Instruções de trabalho »
Transcreva, do texto sobre os gafanhotos, a passagem que começa em "Qualquer tipo vegetal" e vai até "doenças, por exemplo.", inclusive.

:: Trecho do texto

Para conversar sobre o assunto, o Insectum convidou a professora do Instituto de Ciências Biológicas e da Saúde da UFV-Rio Paranaíba Daniela Santos Martins Silva, que é especialista em estudos sobre gafanhotos. De acordo com ela, a ciência conhece bem a espécie e sabe que suas populações geram muitos novos indivíduos a cada dois ou três anos. As mudanças climáticas experimentadas na atualidade, no entanto, podem ter intensificado este processo natural: “a América do Sul está passando por um período quente e de seca e alguns estudos indicam que esta combinação é importante para o desenvolvimento do animal”.
Já a migração é uma resposta da S. cancellata tanto às mudanças climáticas quanto ao aumento das densidades das populações. Segundo Daniela, quando muitos novos indivíduos são gerados, a espécie passa por transformações fisiológicas e deixa de se comportar de maneira solitária para se comportar de maneira gregária, em busca de alimento e local para reprodução. “Isto inclui o deslocamento em grupo, geralmente a favor dos ventos. Forma-se o que é popularmente conhecido como ‘nuvem’ e tecnicamente chamado de pululação”. Estimativas indicam que esse deslocamento pode ser de até 150 quilômetros por dia, ela explica.
Qualquer tipo vegetal natural ou cultivado serve de alimento para a espécie, que é capaz de comer quantidades equivalente a 50% ou até a 100% do seu peso por vez, até se sentir saciada. As monoculturas, principalmente, representam uma grande quantidade de alimento disponível e são muito atacadas. “A devastação é intensa”, a professora destaca, deixando claro que o animal não representa perigo direto para a saúde humana, como vetor de doenças, por exemplo.

::::
:: Dados fornecidos

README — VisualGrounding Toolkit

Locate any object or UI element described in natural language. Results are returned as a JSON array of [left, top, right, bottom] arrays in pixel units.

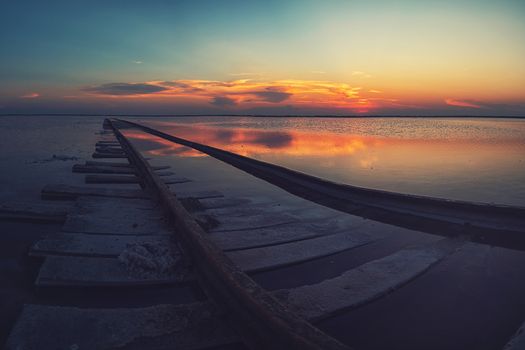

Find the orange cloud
[[20, 92, 40, 98], [445, 98, 483, 108], [84, 79, 387, 112]]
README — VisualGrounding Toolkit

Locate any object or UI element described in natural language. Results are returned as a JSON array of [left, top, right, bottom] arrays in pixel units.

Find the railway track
[[7, 120, 523, 349]]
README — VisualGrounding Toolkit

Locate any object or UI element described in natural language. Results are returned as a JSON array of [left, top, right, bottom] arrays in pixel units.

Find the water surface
[[129, 117, 525, 206]]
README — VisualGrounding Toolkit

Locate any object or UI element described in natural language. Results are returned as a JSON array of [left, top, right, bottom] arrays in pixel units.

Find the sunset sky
[[0, 0, 525, 116]]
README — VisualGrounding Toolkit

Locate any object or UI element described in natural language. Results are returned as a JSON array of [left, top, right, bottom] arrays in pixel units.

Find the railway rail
[[4, 119, 525, 350]]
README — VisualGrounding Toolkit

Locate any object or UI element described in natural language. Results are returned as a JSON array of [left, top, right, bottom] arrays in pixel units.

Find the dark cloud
[[84, 83, 167, 96], [160, 80, 205, 93], [250, 90, 292, 103], [210, 96, 237, 107]]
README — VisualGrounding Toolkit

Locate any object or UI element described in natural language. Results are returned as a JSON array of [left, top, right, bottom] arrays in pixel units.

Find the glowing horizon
[[0, 0, 525, 116]]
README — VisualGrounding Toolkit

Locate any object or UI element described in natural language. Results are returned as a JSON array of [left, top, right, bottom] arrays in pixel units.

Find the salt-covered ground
[[0, 116, 525, 349]]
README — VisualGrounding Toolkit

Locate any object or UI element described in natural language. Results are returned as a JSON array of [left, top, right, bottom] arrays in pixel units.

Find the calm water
[[128, 117, 525, 206]]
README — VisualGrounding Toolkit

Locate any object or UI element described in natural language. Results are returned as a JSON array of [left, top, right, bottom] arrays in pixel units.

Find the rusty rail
[[105, 119, 347, 349]]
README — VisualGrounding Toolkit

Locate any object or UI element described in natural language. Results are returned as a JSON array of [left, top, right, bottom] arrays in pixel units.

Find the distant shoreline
[[0, 113, 525, 119]]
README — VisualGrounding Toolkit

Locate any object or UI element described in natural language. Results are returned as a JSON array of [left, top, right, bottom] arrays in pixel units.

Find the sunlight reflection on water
[[128, 117, 525, 206]]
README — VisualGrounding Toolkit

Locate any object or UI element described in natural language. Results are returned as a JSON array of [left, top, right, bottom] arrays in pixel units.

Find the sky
[[0, 0, 525, 116]]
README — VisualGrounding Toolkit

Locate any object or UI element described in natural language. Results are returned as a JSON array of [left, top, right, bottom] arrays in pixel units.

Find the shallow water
[[128, 117, 525, 206]]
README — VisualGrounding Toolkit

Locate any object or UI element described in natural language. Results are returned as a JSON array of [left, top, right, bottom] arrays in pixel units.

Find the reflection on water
[[125, 117, 525, 205]]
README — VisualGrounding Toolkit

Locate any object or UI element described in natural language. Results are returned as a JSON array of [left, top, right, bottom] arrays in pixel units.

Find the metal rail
[[113, 119, 525, 250], [105, 119, 347, 349]]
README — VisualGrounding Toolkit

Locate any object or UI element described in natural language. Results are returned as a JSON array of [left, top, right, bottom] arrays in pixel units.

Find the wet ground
[[0, 118, 525, 350]]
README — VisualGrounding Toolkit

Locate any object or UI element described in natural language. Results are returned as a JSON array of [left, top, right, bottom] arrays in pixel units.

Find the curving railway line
[[7, 119, 525, 349]]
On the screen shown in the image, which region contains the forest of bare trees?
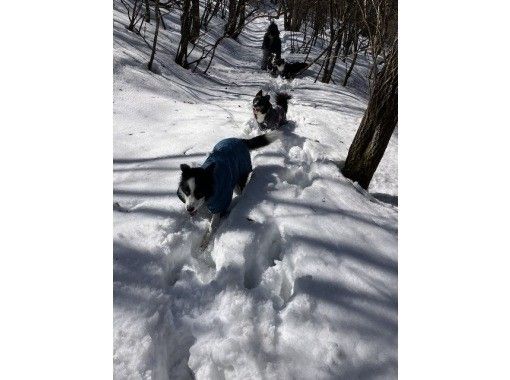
[123,0,398,188]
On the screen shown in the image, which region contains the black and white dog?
[272,57,308,79]
[253,90,292,129]
[177,131,281,250]
[267,53,278,77]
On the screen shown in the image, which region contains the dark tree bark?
[144,0,151,23]
[342,31,358,87]
[147,0,161,70]
[175,0,191,69]
[190,0,200,42]
[342,38,398,189]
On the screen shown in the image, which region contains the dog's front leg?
[200,213,220,251]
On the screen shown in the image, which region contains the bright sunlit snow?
[113,0,398,379]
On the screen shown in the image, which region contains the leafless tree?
[342,38,398,189]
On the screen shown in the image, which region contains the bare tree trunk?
[147,0,161,71]
[144,0,151,23]
[342,35,358,87]
[232,0,246,39]
[190,0,200,42]
[175,0,191,69]
[342,38,398,189]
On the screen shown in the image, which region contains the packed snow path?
[113,1,398,379]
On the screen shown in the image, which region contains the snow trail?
[113,1,398,379]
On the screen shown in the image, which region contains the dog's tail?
[276,92,292,113]
[243,131,282,150]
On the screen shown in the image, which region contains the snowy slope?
[113,1,398,379]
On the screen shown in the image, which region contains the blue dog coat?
[202,138,252,214]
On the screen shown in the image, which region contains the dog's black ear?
[205,162,216,175]
[177,188,186,203]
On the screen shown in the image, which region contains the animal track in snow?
[244,221,282,289]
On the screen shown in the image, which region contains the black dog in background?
[260,21,282,70]
[272,57,308,79]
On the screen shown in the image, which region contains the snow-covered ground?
[113,1,398,379]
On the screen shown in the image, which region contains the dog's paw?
[199,236,209,251]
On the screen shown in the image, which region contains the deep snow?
[113,1,398,379]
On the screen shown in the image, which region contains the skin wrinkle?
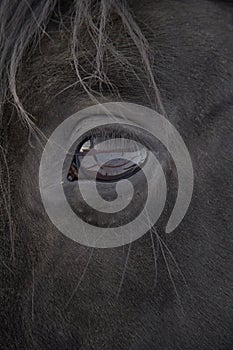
[0,0,233,350]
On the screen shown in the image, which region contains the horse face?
[2,0,233,350]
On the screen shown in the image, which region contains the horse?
[0,0,233,350]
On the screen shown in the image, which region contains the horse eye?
[67,134,148,182]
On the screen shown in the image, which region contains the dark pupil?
[67,137,147,182]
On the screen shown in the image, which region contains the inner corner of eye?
[67,130,147,182]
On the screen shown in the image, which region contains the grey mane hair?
[0,0,165,249]
[0,0,164,128]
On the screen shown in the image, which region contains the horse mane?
[0,0,163,128]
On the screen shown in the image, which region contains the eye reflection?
[67,133,148,182]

::::

Resposta à tarefa »
Qualquer tipo vegetal natural ou cultivado serve de alimento para a espécie, que é capaz de comer quantidades equivalente a 50% ou até a 100% do seu peso por vez, até se sentir saciada. As monoculturas, principalmente, representam uma grande quantidade de alimento disponível e são muito atacadas. “A devastação é intensa”, a professora destaca, deixando claro que o animal não representa perigo direto para a saúde humana, como vetor de doenças, por exemplo.